__Problem description__:
Rewrite the lines from the one containing "Tag each ceiling" through the one containing "left=389, top=178, right=409, bottom=198", inclusive, replacing "chrome faucet" with "metal faucet" and leaving everything else unchanged.

__Provided records__:
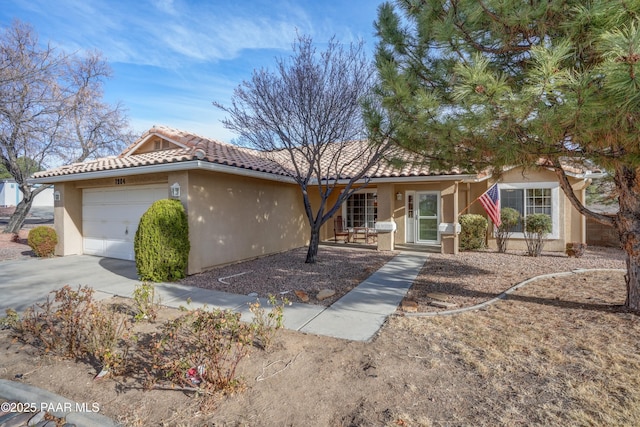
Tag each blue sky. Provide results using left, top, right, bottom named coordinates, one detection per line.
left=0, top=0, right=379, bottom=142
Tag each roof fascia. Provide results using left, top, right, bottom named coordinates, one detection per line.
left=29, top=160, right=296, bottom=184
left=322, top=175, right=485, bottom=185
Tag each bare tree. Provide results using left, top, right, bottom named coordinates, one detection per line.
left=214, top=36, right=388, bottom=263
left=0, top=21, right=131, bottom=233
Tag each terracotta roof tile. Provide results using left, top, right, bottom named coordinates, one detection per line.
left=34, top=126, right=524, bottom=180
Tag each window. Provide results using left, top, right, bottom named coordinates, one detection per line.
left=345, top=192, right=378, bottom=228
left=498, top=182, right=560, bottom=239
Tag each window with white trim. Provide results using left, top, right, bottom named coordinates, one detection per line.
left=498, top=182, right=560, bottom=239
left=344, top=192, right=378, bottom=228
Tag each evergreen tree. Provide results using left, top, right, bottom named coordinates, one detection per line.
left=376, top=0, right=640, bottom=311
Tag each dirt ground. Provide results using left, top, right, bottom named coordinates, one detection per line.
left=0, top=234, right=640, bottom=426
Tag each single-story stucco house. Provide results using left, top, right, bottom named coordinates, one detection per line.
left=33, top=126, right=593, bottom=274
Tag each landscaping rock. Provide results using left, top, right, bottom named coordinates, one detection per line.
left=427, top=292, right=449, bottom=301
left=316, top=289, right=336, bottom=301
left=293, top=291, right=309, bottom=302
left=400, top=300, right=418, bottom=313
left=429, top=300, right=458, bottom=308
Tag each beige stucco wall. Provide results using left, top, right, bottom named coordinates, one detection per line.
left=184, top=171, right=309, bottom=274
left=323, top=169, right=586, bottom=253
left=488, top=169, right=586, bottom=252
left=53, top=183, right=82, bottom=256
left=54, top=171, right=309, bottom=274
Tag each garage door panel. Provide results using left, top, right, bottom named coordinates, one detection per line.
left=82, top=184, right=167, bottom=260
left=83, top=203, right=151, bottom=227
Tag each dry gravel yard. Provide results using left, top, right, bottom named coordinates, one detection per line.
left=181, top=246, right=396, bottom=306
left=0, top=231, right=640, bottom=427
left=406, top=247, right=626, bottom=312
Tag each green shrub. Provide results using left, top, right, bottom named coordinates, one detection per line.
---
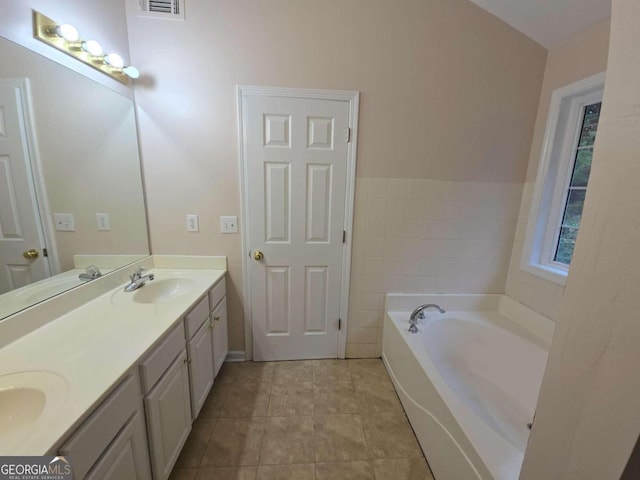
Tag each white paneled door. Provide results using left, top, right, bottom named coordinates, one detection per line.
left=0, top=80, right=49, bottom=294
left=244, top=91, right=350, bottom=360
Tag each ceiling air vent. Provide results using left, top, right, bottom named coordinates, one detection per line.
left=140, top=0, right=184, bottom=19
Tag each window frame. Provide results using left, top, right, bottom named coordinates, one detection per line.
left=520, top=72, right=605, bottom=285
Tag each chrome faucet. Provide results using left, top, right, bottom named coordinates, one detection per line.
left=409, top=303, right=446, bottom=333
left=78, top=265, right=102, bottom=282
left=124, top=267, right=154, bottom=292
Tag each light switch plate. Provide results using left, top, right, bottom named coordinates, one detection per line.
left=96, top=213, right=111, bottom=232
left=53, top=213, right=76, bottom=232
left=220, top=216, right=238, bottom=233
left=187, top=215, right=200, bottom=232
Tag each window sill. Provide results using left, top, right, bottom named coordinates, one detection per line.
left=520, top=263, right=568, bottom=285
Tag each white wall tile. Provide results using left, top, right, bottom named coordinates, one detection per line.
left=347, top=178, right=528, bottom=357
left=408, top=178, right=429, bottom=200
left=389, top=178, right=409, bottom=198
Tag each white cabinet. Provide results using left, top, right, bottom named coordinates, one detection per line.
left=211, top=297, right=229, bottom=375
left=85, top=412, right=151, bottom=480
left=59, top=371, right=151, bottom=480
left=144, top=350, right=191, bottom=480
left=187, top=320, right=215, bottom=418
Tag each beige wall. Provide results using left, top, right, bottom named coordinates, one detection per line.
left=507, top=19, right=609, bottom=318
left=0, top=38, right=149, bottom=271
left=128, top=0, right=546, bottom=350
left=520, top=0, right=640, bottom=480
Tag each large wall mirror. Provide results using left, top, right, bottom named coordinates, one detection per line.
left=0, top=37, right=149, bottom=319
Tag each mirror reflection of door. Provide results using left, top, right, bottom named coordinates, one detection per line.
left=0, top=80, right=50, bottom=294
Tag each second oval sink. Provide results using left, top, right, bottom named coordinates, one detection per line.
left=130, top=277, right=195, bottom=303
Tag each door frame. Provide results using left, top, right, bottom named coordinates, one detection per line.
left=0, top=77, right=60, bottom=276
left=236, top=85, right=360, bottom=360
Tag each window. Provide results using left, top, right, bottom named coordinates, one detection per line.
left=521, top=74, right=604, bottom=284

__Written answer__:
Tag each ceiling air vent. Provide results using left, top, right, bottom named coordinates, one detection per line.
left=140, top=0, right=184, bottom=19
Tag each window frame. Provide results using left, top, right, bottom named coordinates, one detection per line.
left=520, top=72, right=605, bottom=285
Tag each metal faucet. Provide results using left, top, right, bottom named coordinates, one detection per line.
left=409, top=303, right=446, bottom=333
left=78, top=265, right=102, bottom=282
left=124, top=267, right=154, bottom=292
Tag each light switch plate. Provide results using left, top, right, bottom named coordinates, one detection per line.
left=96, top=213, right=111, bottom=232
left=53, top=213, right=76, bottom=232
left=220, top=216, right=238, bottom=233
left=187, top=215, right=200, bottom=232
Tag each window sill. Provide results using left, top, right, bottom named coordinates, one detection per line.
left=520, top=263, right=568, bottom=285
Tag each white wall tile. Provide results using left, top, right, bottom named coordinates, one detection per line.
left=347, top=178, right=528, bottom=357
left=408, top=178, right=429, bottom=200
left=389, top=178, right=409, bottom=198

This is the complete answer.